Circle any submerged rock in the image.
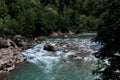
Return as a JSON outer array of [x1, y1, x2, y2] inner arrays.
[[55, 39, 96, 61], [67, 52, 94, 61]]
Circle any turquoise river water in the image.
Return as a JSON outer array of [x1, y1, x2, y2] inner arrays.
[[0, 33, 100, 80]]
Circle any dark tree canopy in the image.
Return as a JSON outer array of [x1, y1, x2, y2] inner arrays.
[[0, 0, 104, 38], [94, 0, 120, 80]]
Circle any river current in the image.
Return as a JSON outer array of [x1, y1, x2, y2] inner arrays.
[[0, 33, 100, 80]]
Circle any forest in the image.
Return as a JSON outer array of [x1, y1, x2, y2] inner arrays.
[[0, 0, 105, 38], [0, 0, 120, 80]]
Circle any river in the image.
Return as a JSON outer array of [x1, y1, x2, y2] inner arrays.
[[0, 33, 100, 80]]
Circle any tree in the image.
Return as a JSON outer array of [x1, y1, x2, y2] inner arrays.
[[94, 0, 120, 80], [0, 0, 8, 18], [0, 0, 105, 38]]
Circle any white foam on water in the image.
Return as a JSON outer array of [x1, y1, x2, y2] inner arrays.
[[64, 52, 76, 58], [22, 37, 100, 73]]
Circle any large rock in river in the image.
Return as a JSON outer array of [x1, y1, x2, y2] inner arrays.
[[44, 43, 58, 51]]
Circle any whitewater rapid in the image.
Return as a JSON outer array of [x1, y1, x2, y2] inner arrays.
[[22, 37, 100, 73], [0, 33, 102, 80]]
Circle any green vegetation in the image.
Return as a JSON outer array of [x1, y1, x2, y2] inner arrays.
[[94, 0, 120, 80], [0, 0, 104, 38], [0, 0, 120, 79]]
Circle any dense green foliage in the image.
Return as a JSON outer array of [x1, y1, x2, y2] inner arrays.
[[94, 0, 120, 80], [0, 0, 120, 79], [0, 0, 104, 38]]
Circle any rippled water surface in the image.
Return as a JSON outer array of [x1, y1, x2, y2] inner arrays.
[[0, 33, 100, 80]]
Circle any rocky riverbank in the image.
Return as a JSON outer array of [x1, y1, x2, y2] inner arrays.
[[0, 47, 25, 73], [0, 33, 97, 73], [0, 36, 39, 73], [0, 33, 64, 73]]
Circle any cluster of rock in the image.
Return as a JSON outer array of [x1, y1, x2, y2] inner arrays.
[[0, 35, 34, 73], [0, 35, 47, 73], [43, 39, 96, 61], [0, 47, 25, 73]]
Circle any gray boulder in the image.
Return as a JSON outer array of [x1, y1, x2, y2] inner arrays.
[[0, 38, 17, 48], [44, 43, 58, 51], [14, 35, 25, 46]]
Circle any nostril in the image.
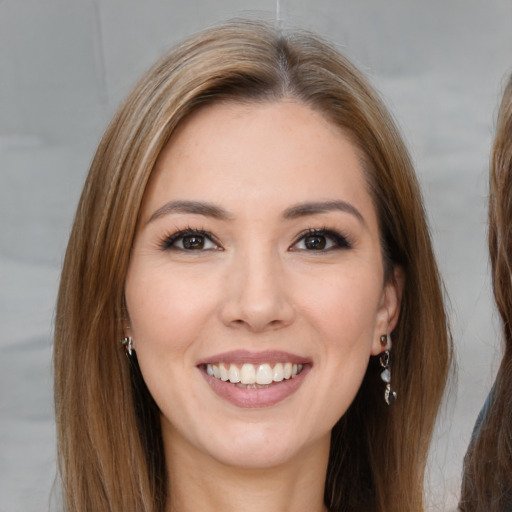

- - - -

# [EXERCISE BRIEF]
If a line in the records contains the word "green", copy it.

# [EXERCISE OUTPUT]
Circle any green vegetation in the image.
Circle any dense green foliage in the image.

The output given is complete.